■ Problem to solve
Arrange the records below as a two-column CSV with the headers instruction and output, one row for every record. Put the record's text and its answer each in a single quoted field, with any line breaks replaced by spaces.

■ Provided data
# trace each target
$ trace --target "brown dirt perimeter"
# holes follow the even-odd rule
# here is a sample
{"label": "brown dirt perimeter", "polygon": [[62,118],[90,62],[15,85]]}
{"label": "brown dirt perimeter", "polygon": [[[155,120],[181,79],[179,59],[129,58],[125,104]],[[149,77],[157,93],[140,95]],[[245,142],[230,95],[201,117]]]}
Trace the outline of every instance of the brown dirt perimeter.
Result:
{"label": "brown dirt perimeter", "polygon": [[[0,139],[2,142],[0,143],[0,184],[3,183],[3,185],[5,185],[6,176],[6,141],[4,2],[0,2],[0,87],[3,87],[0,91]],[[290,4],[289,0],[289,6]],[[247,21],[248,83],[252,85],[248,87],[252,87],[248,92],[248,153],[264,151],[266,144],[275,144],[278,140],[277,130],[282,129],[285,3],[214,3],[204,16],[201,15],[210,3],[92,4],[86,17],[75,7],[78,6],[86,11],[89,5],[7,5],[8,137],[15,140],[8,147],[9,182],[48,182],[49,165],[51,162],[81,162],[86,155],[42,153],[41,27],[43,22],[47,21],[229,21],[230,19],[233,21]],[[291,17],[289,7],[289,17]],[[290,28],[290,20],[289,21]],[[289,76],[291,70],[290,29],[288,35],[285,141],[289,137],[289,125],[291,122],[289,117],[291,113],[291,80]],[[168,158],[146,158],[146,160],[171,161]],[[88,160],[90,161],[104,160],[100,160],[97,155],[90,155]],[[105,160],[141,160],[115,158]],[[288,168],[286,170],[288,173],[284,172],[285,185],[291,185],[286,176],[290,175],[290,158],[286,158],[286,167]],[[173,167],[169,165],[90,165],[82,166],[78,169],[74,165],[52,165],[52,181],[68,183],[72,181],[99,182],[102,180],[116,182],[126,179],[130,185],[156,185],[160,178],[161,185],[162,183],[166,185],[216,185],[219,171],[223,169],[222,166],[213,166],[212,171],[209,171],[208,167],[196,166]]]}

■ Exercise response
instruction,output
"# trace each target $ trace --target ""brown dirt perimeter"" # holes follow the even-odd rule # here is a sample {""label"": ""brown dirt perimeter"", ""polygon"": [[62,118],[90,62],[15,85]]} {""label"": ""brown dirt perimeter"", ""polygon"": [[[155,120],[181,79],[179,59],[129,58],[125,104]],[[149,77],[157,93],[140,95]],[[245,142],[230,95],[201,117]]]} Trace the outline of every instance of the brown dirt perimeter. Result:","{""label"": ""brown dirt perimeter"", ""polygon"": [[[0,139],[2,142],[0,143],[0,184],[3,183],[3,185],[5,185],[6,176],[6,141],[4,2],[0,2],[0,87],[3,87],[0,91]],[[290,4],[289,0],[289,6]],[[247,21],[248,83],[252,85],[248,87],[252,87],[248,92],[248,153],[264,151],[266,144],[275,144],[278,140],[277,130],[282,129],[285,3],[214,3],[204,16],[201,15],[210,3],[92,4],[86,17],[75,7],[78,6],[86,11],[89,5],[7,5],[8,137],[15,140],[8,147],[9,182],[48,182],[49,165],[51,162],[81,162],[86,155],[42,153],[41,27],[43,22],[47,21],[229,21],[230,19],[233,21]],[[291,17],[289,7],[289,17]],[[290,28],[290,20],[289,21]],[[289,76],[291,70],[290,29],[288,35],[285,141],[289,137],[289,125],[291,122],[289,117],[291,113],[291,80]],[[168,158],[146,158],[146,160],[171,161]],[[88,160],[90,161],[104,160],[100,160],[97,155],[90,155]],[[105,160],[141,160],[115,158]],[[288,168],[286,170],[288,173],[284,172],[285,185],[291,185],[286,176],[290,175],[290,158],[286,158],[286,167]],[[173,167],[169,165],[90,165],[82,166],[78,169],[74,165],[52,165],[52,181],[68,183],[72,181],[99,182],[102,180],[116,182],[126,179],[130,185],[156,185],[160,178],[161,185],[162,183],[166,185],[216,185],[219,171],[223,169],[222,166],[213,166],[212,171],[209,171],[208,167],[196,166]]]}"